What you should do: Write out, exactly and in full, the records given below, but not their pictures.

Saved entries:
^^^^^^^^^^^^^^^^

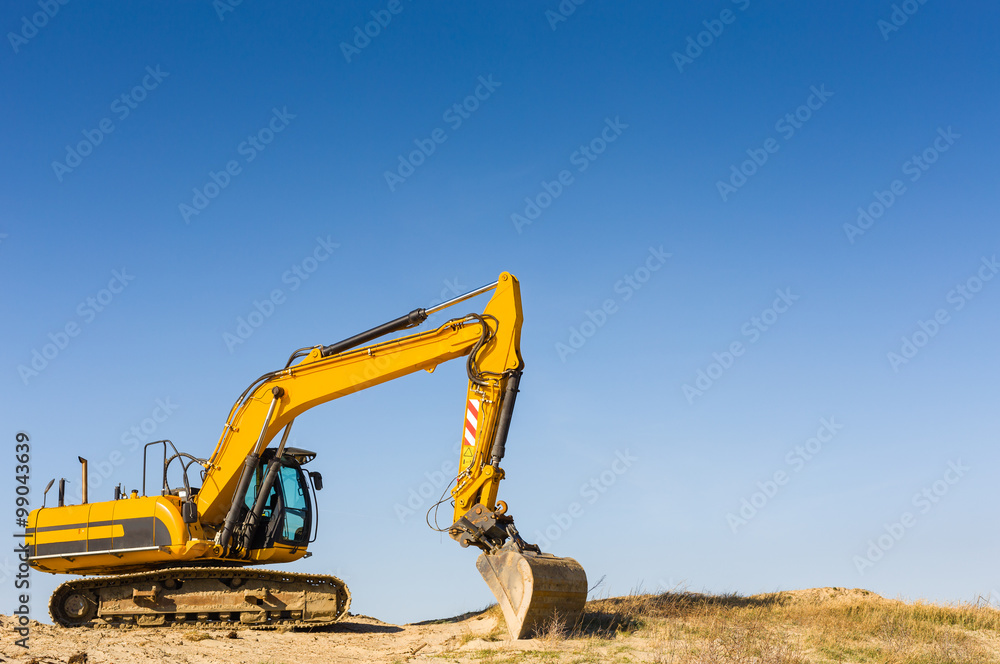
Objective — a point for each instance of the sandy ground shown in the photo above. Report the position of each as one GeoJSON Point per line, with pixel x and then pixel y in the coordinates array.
{"type": "Point", "coordinates": [356, 639]}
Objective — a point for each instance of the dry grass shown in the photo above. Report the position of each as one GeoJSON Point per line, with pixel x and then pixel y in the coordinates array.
{"type": "Point", "coordinates": [819, 626]}
{"type": "Point", "coordinates": [828, 625]}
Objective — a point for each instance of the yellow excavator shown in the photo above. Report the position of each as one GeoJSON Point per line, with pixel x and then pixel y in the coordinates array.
{"type": "Point", "coordinates": [185, 555]}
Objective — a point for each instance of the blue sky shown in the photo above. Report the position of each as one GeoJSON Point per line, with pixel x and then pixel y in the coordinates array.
{"type": "Point", "coordinates": [740, 138]}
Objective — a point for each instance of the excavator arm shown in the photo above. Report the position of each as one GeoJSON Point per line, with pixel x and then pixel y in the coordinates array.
{"type": "Point", "coordinates": [530, 586]}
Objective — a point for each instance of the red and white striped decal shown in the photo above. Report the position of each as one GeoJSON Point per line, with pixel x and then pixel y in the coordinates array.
{"type": "Point", "coordinates": [471, 422]}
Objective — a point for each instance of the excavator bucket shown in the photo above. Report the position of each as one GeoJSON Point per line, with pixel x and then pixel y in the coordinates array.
{"type": "Point", "coordinates": [534, 589]}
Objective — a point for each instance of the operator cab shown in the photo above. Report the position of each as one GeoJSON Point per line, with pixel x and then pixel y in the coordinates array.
{"type": "Point", "coordinates": [288, 513]}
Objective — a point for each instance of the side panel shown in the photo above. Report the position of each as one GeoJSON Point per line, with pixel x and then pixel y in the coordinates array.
{"type": "Point", "coordinates": [75, 538]}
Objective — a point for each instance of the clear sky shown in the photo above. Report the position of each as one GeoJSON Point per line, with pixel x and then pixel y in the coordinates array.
{"type": "Point", "coordinates": [756, 245]}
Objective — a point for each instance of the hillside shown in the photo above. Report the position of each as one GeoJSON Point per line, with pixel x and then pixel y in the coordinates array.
{"type": "Point", "coordinates": [823, 625]}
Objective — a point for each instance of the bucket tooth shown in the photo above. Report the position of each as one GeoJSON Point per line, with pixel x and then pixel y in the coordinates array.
{"type": "Point", "coordinates": [533, 588]}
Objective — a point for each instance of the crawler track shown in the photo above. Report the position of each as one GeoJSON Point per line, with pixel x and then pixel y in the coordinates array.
{"type": "Point", "coordinates": [210, 597]}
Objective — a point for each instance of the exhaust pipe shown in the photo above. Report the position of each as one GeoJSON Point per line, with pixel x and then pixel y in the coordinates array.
{"type": "Point", "coordinates": [83, 463]}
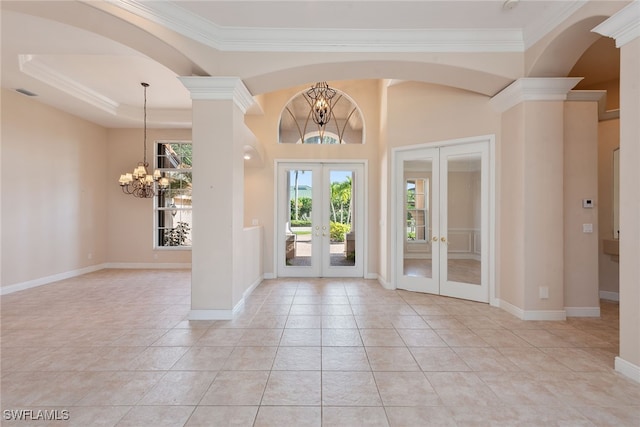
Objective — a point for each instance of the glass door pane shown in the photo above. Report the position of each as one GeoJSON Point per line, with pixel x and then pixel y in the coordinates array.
{"type": "Point", "coordinates": [464, 218]}
{"type": "Point", "coordinates": [342, 233]}
{"type": "Point", "coordinates": [417, 218]}
{"type": "Point", "coordinates": [298, 220]}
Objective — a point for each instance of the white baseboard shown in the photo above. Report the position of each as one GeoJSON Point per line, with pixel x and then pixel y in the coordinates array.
{"type": "Point", "coordinates": [628, 369]}
{"type": "Point", "coordinates": [211, 315]}
{"type": "Point", "coordinates": [384, 283]}
{"type": "Point", "coordinates": [611, 296]}
{"type": "Point", "coordinates": [148, 265]}
{"type": "Point", "coordinates": [582, 311]}
{"type": "Point", "coordinates": [532, 314]}
{"type": "Point", "coordinates": [252, 287]}
{"type": "Point", "coordinates": [50, 279]}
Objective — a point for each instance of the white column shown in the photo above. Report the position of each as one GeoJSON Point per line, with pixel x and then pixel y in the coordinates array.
{"type": "Point", "coordinates": [218, 132]}
{"type": "Point", "coordinates": [531, 212]}
{"type": "Point", "coordinates": [624, 27]}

^^^^^^^^^^^^^^^^

Solved problem:
Objective — a point for each instance of the sandy ground shown in the photo above. Report the position of each as one GeoJSON Point per line, with pixel x and then pixel y in the coordinates array.
{"type": "Point", "coordinates": [356, 639]}
Objective — a point for each instance of the dry grass shown in the photo above. Report the position of each as one GeoJSON Point per line, with pixel x and then pixel y in the coordinates array.
{"type": "Point", "coordinates": [819, 626]}
{"type": "Point", "coordinates": [828, 625]}
Objective — a point for each instance of the yellow excavator shown in the photo above. Report the position of each as one GeoJSON Point per line, with pixel x and then pixel y in the coordinates array.
{"type": "Point", "coordinates": [185, 555]}
Objective — a point for each instance of the blue sky shown in the photo above. Report the position of each as one GeoJSON Point per line, with pixel x and then pixel y in the coordinates array.
{"type": "Point", "coordinates": [740, 138]}
Objective — a point for each instance of the excavator arm shown in the photo above. Report the position of each as one GeoJSON Point per line, with pixel x and then pixel y in the coordinates array.
{"type": "Point", "coordinates": [530, 586]}
Objective — a point for each instance of the red and white striped decal shown in the photo above. Report the position of each as one GeoJSON Point per line, with pixel x and then pixel y in the coordinates array.
{"type": "Point", "coordinates": [471, 422]}
Objective — a point for each instance of the excavator bucket shown in the photo above. Report the position of each as one GeoJSON Point per line, with pixel x and then pixel y in the coordinates array.
{"type": "Point", "coordinates": [534, 589]}
Objective — a point for each instance of the operator cab shown in the photo above. Report the position of each as one GeoJSON Point per line, with pixel x and then pixel y in the coordinates array.
{"type": "Point", "coordinates": [288, 513]}
Objective — a point for each instance of the side panel shown in the photo above. Report the position of each as one GeoJSON Point per line, with pixel x and then pixel y in the coordinates array.
{"type": "Point", "coordinates": [75, 538]}
Objective — a point for each instance of the clear sky shown in the photo above. Report the position of each as one GeoJSON Point per line, with pixel x and then pixel y in the coordinates array.
{"type": "Point", "coordinates": [756, 245]}
Objective — a point for each instance of the hillside shown in the photo above. Report the position of each as one GeoJSON Point per line, with pixel x and then pixel y in the coordinates array.
{"type": "Point", "coordinates": [823, 625]}
Objective — a point for each instance of the bucket tooth shown in the photo above. Report the position of each as one GeoJSON Point per line, with pixel x and then pixel y in the coordinates array.
{"type": "Point", "coordinates": [533, 588]}
Objective — a point for each instance of the crawler track shown in the photo above. Report the position of each as one GeoJSON Point per line, with pixel x and then pixel y in the coordinates array.
{"type": "Point", "coordinates": [210, 597]}
Objective — a point for each instance of the exhaust pipe shown in the photo above. Report the position of each as one GeoJSON Point per line, with pixel x and then pixel y in the coordinates array.
{"type": "Point", "coordinates": [83, 463]}
Objective — a point for each instance of the glass door pane shown in the photo above. Report the position of each as one GeoJSON Point per line, with pixel x and then pixel y in the coordinates array.
{"type": "Point", "coordinates": [464, 218]}
{"type": "Point", "coordinates": [342, 233]}
{"type": "Point", "coordinates": [417, 218]}
{"type": "Point", "coordinates": [298, 220]}
Objective — a point for each instance of the white baseboard shown in the photo above. Report the position of each as one GeoJSON Point per line, with pixel x and then pixel y in the coordinates array.
{"type": "Point", "coordinates": [628, 369]}
{"type": "Point", "coordinates": [211, 315]}
{"type": "Point", "coordinates": [384, 283]}
{"type": "Point", "coordinates": [611, 296]}
{"type": "Point", "coordinates": [148, 265]}
{"type": "Point", "coordinates": [582, 311]}
{"type": "Point", "coordinates": [532, 314]}
{"type": "Point", "coordinates": [252, 287]}
{"type": "Point", "coordinates": [50, 279]}
Objective — a point for each instance of the white column shown in the photo above. Report the position of each as one GeoJSON Point per line, with pixel x and then pixel y in the coordinates array.
{"type": "Point", "coordinates": [218, 132]}
{"type": "Point", "coordinates": [531, 212]}
{"type": "Point", "coordinates": [624, 27]}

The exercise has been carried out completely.